WHAT THE EXERCISE ASKS
Please write out exactly, and only, the lines from the first in the material below to the line containing "Report x and y for each instance of the blank", both included.
DATA SUPPLIED below:
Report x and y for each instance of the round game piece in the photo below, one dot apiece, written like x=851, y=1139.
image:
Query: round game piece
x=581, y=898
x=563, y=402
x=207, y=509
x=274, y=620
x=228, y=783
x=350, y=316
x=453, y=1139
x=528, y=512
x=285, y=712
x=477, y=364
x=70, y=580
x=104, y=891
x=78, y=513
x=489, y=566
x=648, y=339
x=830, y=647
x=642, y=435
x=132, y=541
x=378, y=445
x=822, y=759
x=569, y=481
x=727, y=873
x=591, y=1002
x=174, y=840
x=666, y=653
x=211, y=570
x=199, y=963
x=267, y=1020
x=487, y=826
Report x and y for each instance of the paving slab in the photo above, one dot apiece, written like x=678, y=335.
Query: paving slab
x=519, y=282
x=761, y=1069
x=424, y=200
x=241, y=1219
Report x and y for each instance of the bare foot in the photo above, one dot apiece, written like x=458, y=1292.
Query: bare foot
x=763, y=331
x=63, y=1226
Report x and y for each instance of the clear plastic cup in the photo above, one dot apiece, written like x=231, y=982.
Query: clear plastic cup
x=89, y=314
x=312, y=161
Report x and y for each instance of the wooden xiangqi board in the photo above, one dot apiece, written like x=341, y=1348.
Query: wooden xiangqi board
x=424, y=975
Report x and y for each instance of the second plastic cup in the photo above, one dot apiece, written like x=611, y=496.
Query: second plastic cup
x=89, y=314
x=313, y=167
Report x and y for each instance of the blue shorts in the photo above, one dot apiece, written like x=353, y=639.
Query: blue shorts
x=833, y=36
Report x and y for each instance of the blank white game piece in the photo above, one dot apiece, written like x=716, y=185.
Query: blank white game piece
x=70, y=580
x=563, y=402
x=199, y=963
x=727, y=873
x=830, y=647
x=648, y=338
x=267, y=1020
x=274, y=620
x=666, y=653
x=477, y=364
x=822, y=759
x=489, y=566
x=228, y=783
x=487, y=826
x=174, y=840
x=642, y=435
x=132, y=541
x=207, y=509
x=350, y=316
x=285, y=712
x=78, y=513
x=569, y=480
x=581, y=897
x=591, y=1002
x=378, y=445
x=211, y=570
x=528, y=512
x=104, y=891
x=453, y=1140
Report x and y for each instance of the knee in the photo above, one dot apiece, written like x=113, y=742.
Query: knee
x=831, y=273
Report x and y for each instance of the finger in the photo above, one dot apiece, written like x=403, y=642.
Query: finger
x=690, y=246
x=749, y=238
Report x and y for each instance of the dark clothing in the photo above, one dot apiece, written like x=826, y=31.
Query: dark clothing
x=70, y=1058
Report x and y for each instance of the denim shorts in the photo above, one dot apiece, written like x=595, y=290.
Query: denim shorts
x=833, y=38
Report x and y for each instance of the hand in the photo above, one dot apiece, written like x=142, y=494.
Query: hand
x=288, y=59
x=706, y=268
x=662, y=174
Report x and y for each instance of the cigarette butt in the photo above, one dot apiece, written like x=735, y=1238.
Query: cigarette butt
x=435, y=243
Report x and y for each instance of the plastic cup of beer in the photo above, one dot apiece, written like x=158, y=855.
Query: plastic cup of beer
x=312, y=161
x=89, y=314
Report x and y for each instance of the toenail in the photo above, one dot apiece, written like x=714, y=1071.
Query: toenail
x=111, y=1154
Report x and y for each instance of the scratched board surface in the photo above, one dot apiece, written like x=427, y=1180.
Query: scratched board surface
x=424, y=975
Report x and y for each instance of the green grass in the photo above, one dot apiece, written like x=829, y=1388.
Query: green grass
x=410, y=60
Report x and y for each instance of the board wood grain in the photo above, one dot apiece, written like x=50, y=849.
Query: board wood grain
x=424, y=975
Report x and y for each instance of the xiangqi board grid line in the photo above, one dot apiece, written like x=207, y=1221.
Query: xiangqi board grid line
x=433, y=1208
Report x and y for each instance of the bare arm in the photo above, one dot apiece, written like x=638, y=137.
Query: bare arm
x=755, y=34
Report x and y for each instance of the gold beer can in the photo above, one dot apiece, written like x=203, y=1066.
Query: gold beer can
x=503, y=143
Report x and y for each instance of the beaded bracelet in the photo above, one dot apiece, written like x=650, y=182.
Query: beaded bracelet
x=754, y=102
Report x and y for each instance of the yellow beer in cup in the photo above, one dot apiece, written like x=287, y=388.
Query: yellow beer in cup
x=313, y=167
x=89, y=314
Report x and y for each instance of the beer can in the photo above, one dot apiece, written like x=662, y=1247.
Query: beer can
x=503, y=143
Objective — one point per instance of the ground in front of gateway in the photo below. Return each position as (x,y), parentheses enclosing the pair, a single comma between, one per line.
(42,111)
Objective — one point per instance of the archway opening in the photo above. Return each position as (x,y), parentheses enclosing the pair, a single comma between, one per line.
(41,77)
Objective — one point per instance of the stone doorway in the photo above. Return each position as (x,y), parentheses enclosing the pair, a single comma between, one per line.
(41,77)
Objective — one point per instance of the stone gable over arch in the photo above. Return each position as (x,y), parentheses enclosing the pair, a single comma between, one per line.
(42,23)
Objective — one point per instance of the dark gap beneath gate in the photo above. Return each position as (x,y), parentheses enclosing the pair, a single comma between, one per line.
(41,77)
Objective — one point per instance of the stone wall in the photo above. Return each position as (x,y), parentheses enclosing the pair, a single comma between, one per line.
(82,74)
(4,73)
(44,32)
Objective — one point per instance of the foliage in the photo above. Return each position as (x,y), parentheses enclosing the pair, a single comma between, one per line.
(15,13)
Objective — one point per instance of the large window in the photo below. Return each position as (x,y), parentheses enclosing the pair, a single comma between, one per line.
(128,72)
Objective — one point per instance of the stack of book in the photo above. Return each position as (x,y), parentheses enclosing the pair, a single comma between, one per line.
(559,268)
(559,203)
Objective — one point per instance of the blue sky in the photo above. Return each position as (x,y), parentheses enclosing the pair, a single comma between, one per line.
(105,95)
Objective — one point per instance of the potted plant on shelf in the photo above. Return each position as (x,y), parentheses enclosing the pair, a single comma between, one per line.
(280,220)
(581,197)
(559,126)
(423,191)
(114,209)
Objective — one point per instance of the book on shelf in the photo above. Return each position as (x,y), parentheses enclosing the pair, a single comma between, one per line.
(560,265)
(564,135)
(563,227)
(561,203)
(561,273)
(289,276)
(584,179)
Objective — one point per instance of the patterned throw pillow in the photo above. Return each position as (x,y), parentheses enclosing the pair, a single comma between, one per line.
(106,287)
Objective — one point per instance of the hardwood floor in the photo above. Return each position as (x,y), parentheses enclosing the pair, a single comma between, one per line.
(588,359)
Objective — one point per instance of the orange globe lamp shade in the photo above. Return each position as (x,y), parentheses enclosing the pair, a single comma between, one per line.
End of DATA SUPPLIED.
PROBLEM SOLUTION
Report x and y for each instance of the round game piece in the photo below, one dot apiece, written like x=851, y=1139.
image:
Query: round game piece
x=581, y=898
x=563, y=402
x=207, y=509
x=274, y=620
x=228, y=783
x=350, y=316
x=453, y=1139
x=528, y=512
x=285, y=712
x=477, y=364
x=70, y=580
x=104, y=891
x=78, y=513
x=489, y=566
x=648, y=339
x=830, y=647
x=642, y=435
x=132, y=541
x=378, y=445
x=822, y=759
x=569, y=481
x=727, y=873
x=591, y=1002
x=174, y=840
x=666, y=653
x=211, y=570
x=199, y=963
x=267, y=1020
x=487, y=826
Report x and y for each instance of the paving slab in the photo above, one dot apiece, written like x=678, y=335.
Query: paving slab
x=519, y=282
x=761, y=1069
x=424, y=200
x=241, y=1219
Report x and y for each instance of the bare foot in the photo above, one dot apiece, written like x=458, y=1292.
Query: bare foot
x=763, y=331
x=63, y=1226
Report x and y for each instance of the clear plastic cup in the photo above, one dot apiece, written like x=231, y=982.
Query: clear plastic cup
x=89, y=314
x=312, y=161
Report x and y for each instance of the wooden xiangqi board in the photo above, one dot apiece, written like x=341, y=1348.
Query: wooden xiangqi board
x=424, y=975
Report x and y for each instance of the second plastic cup in the photo above, one dot apiece, written like x=611, y=496.
Query: second plastic cup
x=89, y=314
x=313, y=167
Report x and y for each instance of the blue shorts in the photo above, one dot apiece, written like x=353, y=639.
Query: blue shorts
x=833, y=36
Report x and y for each instance of the blank white game piece in the photo above, one dot apiece, written like x=716, y=185.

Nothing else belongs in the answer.